> _Texte source_
--*--

Dernière session de la CCC : la prise en compte des propositions initiales jugées très insuffisante
Après 17 mois de travaux, la huitième et dernière session de travail de la Convention Citoyenne pour le Climat (CCC) s’est tenue en visio-conférence du vendredi 26 au dimanche 28 février 2021. L’objectif de cette session était de produire un avis sur les réponses apportées par le Gouvernement à ses propositions, et notamment le projet de loi Climat et Résilience qui reprend partiellement une série des propositions de la CCC, mais aussi la loi de finances 2021 et le plan de relance, ou via d’autres actions réglementaires ou de politique européenne et internationale. D’après le décompte du gouvernment, sur les 149 propositions initiales de la CCC, 75 seraient déjà en place et 17 en cours de mise en œuvre. Cet avis final était prévu dès l’origine de la création de la CCC : la lettre de mission du Premier Ministre du 2 juillet 2019 indiquait que la CCC « pourra […] exprimer un avis sur les réponses du gouvernement ».
La réponse du gouvernement aux propositions initiales a été analysée sous deux angles : le degré de reprise des propositions (mise en œuvre totale, partielle, très partielle…) et l’équivalence des effets d’après leur formulation juridique.
Analyse du groupe d’appui : degré de mise en œuvre des propositions
Le groupe d’appui de la CCC (groupe d’experts, formé par le comité de gouvernance) a classé chacune des propositions (ou des éléments des propositions) selon quatre grandes catégories : vert (mis en œuvre ou déjà existant) ; orange (partiellement mis en œuvre) ; jaune (mesure substituée par une autre ; mesure dépendant d’une autre instance ; non mis en œuvre mais demande difficile ; non vérifiable) ; rouge (non mis en œuvre, très partiellement mis en œuvre ; « joker » présidentiel).
D’après notre décompte, la majorité des propositions (43%, 66 éléments) sont classées dans la catégorie orange (partiellement mis en œuvre), suivi par la catégorie verte (25%, 39 éléments). 28 éléments (18%) sont classés dans la catégorie rouge.
Analyse du comité légistique : degré d’équivalence juridique
A cela s’ajoute une analyse du comité légistique de la CCC (groupe mandaté par le comité de gouvernance du CCC, composé surtout de membres du Conseil économique, social et environnemental (CESE), visant à transcrire, dans des termes propres à la loi, les propositions). Il s’agit d’analyser si la formulation, en termes juridiques, était similaire ou non entre les mesures du gouvernement et les propositions initiales ; et si la portée juridique était similaire ou non. Il en ressort une classification en deux grandes catégories : « effet équivalent » (parfois sous réserve) ou « différences » (sur l’objet de la mesure, sur la nature des effets, sur le champ d’application, sur les seuils, sur le calendrier).
D’après notre décompte, la majorité des propositions présente des différences (39 propositions sur 77 éléments étudiés) ; 16 présentent un effet équivalent ; et 10 présentent un effet globalement équivalent, certaines avec des différences toutefois.

--*--

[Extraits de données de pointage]
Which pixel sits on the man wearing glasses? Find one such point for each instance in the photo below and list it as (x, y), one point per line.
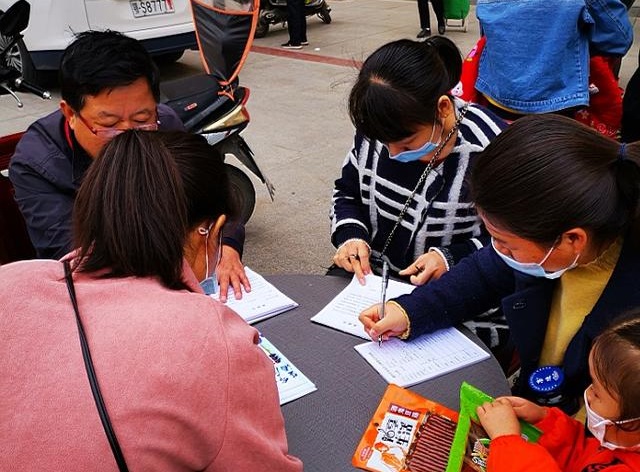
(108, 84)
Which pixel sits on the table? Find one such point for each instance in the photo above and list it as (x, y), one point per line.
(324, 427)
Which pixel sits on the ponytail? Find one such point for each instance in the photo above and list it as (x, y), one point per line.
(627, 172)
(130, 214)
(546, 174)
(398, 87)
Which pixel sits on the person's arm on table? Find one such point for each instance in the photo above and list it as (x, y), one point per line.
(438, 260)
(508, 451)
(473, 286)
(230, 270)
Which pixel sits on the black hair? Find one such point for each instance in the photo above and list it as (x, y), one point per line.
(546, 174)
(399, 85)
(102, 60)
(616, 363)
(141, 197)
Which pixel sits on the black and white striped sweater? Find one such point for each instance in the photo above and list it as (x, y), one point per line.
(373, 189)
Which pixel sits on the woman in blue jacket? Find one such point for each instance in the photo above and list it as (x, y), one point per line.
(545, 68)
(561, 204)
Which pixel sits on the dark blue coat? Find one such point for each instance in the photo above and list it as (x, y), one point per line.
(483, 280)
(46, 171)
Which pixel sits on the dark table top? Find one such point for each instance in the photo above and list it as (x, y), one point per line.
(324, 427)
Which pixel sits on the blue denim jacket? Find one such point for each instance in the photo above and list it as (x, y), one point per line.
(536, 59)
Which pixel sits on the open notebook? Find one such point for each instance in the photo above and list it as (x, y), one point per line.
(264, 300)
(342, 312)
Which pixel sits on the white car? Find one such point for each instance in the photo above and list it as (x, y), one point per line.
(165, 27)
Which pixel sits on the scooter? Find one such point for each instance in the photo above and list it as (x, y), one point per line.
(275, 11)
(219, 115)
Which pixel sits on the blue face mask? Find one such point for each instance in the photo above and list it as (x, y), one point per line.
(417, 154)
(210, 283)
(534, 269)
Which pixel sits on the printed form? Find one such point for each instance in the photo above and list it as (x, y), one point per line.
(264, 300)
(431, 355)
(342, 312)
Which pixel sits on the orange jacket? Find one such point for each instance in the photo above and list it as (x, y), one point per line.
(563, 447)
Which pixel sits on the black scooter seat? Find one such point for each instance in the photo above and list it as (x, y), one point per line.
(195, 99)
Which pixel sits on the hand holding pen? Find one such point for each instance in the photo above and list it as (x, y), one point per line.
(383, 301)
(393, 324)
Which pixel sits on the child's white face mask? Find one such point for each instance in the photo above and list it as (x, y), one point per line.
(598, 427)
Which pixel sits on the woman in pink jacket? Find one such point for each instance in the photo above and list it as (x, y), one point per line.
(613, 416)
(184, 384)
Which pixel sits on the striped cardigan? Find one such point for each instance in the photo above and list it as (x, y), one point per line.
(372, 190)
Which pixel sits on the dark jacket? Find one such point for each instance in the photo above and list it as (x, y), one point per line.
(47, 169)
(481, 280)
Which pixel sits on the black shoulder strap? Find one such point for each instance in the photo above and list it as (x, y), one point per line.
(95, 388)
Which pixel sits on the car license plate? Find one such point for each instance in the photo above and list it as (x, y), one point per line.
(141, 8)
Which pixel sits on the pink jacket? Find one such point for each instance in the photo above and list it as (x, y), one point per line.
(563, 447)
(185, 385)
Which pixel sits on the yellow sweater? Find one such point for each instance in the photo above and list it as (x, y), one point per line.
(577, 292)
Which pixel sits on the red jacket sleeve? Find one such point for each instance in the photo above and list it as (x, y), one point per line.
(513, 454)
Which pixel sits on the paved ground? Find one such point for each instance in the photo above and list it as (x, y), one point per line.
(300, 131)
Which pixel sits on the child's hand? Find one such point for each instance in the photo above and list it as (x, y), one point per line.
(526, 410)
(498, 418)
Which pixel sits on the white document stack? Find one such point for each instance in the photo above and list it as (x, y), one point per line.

--*--

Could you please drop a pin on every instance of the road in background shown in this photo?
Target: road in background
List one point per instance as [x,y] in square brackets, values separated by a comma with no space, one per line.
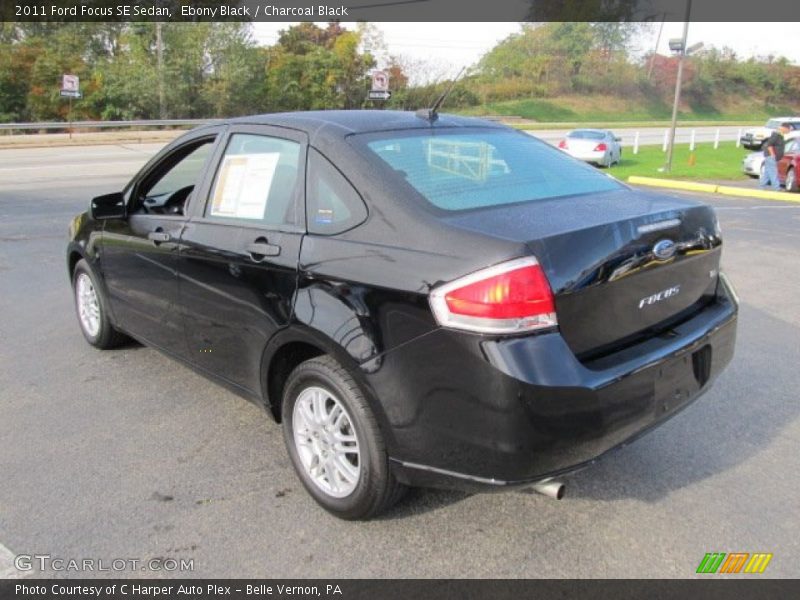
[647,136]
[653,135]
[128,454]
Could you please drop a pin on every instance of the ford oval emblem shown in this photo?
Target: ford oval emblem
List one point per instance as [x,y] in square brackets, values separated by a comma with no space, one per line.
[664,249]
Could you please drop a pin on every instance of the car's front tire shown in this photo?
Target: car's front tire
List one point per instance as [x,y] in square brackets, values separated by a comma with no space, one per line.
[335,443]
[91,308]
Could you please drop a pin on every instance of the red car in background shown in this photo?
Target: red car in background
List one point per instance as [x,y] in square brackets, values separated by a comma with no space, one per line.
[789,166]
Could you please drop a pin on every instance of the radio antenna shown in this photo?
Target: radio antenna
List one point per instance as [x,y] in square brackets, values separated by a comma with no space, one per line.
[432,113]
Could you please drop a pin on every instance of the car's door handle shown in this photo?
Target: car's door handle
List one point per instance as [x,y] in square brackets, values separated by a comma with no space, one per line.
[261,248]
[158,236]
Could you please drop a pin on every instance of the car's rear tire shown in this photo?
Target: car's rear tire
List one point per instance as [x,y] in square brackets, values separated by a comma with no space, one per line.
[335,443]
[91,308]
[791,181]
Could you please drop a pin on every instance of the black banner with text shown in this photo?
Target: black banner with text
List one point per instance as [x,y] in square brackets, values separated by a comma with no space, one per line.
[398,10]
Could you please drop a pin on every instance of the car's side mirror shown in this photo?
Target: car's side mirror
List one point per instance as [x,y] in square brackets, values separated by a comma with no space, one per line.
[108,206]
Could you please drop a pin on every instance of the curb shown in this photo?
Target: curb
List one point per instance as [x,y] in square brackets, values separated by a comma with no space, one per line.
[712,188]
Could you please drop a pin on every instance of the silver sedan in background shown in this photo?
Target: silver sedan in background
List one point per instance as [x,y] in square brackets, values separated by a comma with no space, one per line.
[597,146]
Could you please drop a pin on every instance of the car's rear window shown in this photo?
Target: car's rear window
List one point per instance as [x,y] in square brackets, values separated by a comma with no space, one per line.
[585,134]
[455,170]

--*--

> _Consignes de l'exercice_
1. Répondez à ces questions à l'aide du texte sur la Convention Citoyenne pour le Climat :
(a) Quelle est la date de la lettre de mission du Premier Ministre ?
(b) En combien de grandes catégories le groupe d'appui a-t-il classé les propositions ?
(c) Combien de propositions présentent un effet équivalent selon le comité légistique ?
2. Poursuivez le texte sur la Convention Citoyenne pour le Climat après sa dernière phrase.
Ces enregistrements proviennent d'une autre source.

> _Réponses_
1.
(a) Le 2 juillet 2019.
(b) En quatre grandes catégories.
(c) 16 propositions.

2.
L’analyse des types de différences (pour les propositions de la catégorie « différences » et « effet globalement équivalent ») montre que les différences d’objet de la mesure et de champ d’application sont les plus représentées.
Une prise en compte très insuffisante selon les membres de la CCC
Les membres de la CCC (119 présents sur 150) étaient appelés à un vote (de 0 à 10) sur la prise en compte de chacune de leurs propositions. Ils considèrent, en majorité, que les mesures du gouvernement sont insuffisantes au regard de l’objectif de réduction de 40% des émissions de GES entre 1990 et 2030 (par rapport aux niveaux de 1990). La plupart des mesures ont obtenues une note inférieure à la moyenne (5/10), avec 3,4/10 en moyenne pour la thématique « se loger », 3,7/10 en moyenne pour les thématiques « produire et travailler », « se nourrir » et « se déplacer » ; 4/10 pour « consommer » et 4,1/10 pour les propositions relevant de la gouvernance. Il faut souligner que sur les 119 votes, un bloc de 15 à 20 membres ont quasi systématiquement voté zéro.
Prochaines étapes
La CCC a définitivement terminé ses travaux à la clôture de cette 8e et ultime session. L’association des 150, fondée par les membres de la CCC pour poursuivre leur engagement sur le sujet, pourra néanmoins continuer de suivre le devenir de leurs propositions. La vocation de la CCC ayant été purement consultative, il appartient désormais au Parlement de débattre, puis d’adopter ou non, les 69 articles du projet de loi Climat et Résilience (dont le nom complet est Projet de loi portant lutte contre le dérèglement climatique et renforcement de la résilience face à ses effets).
Le Gouvernement a engagé la procédure accélérée sur ce projet de loi le 10 février 2021. Prévue par l’article 45, alinéa 2, de la Constitution, elle permet au Gouvernement d’accélérer les délibérations parlementaires sur certains projets ou propositions de loi (une lecture du texte par chambre du Parlement avant d’être adopté, ce qui réduit donc la navette parlementaire à une unique transmission du texte). Une commission spéciale, composée de 71 membres et chargée de l’examen du projet de loi, a déjà auditionné des membres de la CCC par thématique, des représentants des collectivités, des partenaires sociaux et des ONG, ainsi que les Ministres concernés (la Ministre de la Transition écologique en tête). Du 8 au 19 mars 2021, les membres de la commission spéciale vont examiner les quelque 5 000 amendements déposés et décider si elles sont recevables ou non. Ensuite, du 29 mars au 9 avril 2021, les députés débattront du projet de loi en séance plénière, après quoi il sera soumis au Sénat pour délibération.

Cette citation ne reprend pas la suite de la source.